_GOAL:_ How many lines in the data below contain the string "dome"? Reply with the number alone.

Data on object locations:

+---+

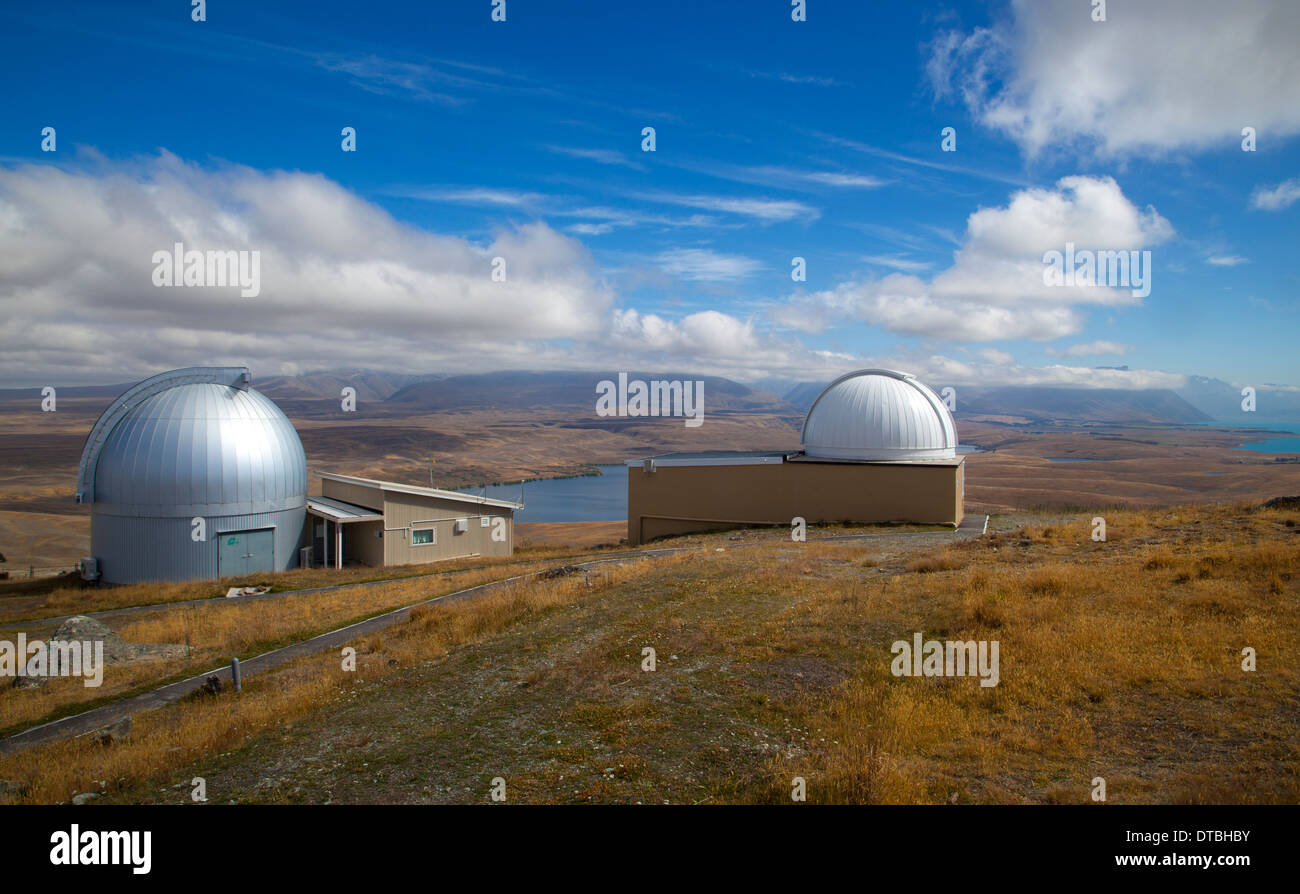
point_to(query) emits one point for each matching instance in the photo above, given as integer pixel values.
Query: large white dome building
(879, 446)
(185, 447)
(879, 415)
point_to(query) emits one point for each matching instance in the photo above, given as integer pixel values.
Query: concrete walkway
(108, 715)
(40, 623)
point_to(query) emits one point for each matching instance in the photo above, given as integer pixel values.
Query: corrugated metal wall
(134, 549)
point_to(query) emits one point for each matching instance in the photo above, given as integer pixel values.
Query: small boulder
(81, 628)
(113, 733)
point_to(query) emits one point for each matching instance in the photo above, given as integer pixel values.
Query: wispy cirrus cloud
(1283, 195)
(475, 195)
(706, 265)
(897, 263)
(817, 81)
(768, 211)
(599, 156)
(866, 148)
(1090, 350)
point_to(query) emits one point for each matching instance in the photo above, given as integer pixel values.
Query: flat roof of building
(421, 491)
(339, 511)
(716, 458)
(770, 458)
(804, 458)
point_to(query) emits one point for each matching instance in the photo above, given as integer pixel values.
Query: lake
(590, 498)
(1288, 443)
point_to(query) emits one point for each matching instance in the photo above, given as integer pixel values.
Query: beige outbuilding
(878, 447)
(382, 523)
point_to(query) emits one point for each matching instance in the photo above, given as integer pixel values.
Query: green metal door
(246, 552)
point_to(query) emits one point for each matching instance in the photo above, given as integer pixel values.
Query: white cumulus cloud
(1142, 81)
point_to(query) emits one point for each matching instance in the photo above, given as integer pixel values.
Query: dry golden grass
(221, 629)
(73, 598)
(1122, 649)
(177, 734)
(1118, 659)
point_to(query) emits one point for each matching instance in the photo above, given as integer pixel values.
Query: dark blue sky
(775, 139)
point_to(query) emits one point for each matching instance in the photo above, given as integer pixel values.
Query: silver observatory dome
(879, 415)
(193, 443)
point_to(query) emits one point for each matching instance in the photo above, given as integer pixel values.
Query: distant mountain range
(384, 393)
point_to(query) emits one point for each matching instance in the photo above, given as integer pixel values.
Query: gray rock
(81, 628)
(113, 733)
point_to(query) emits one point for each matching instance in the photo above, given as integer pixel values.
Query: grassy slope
(1118, 659)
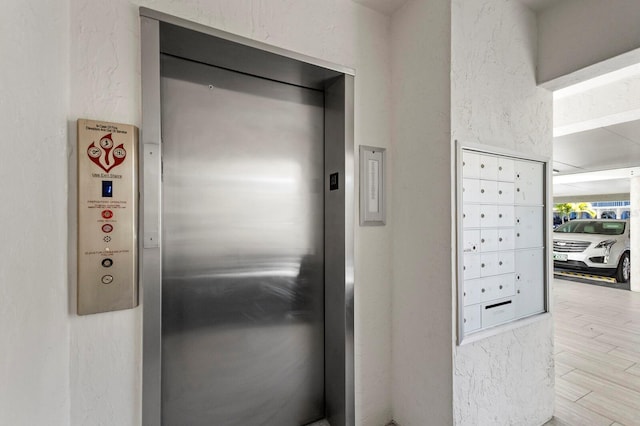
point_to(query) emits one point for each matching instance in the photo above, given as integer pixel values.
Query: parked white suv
(599, 246)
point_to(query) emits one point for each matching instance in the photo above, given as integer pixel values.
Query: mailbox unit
(501, 238)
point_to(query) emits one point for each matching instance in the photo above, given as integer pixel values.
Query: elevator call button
(107, 216)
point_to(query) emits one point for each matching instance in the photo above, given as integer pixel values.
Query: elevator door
(242, 249)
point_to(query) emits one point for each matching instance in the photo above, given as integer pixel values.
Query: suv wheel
(624, 268)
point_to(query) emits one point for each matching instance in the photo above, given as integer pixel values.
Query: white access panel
(502, 238)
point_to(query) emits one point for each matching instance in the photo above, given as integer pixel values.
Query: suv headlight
(606, 245)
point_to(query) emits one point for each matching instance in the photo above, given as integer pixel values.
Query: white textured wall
(422, 311)
(34, 330)
(506, 379)
(575, 34)
(105, 85)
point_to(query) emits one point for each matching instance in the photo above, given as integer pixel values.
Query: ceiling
(606, 148)
(388, 7)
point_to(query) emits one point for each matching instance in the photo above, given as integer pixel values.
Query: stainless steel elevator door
(242, 249)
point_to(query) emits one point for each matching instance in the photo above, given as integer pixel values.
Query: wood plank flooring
(597, 353)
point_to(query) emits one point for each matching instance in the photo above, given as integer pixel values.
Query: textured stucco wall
(34, 330)
(421, 307)
(105, 84)
(507, 378)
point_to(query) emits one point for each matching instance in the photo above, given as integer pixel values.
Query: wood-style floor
(597, 354)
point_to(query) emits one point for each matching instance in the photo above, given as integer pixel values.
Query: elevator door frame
(161, 33)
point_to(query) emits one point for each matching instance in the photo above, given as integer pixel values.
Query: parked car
(599, 246)
(581, 215)
(609, 214)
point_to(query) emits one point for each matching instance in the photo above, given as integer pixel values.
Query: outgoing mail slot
(497, 312)
(471, 318)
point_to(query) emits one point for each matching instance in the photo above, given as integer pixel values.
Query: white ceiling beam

+---+

_PROBLEM SOLUTION:_ 2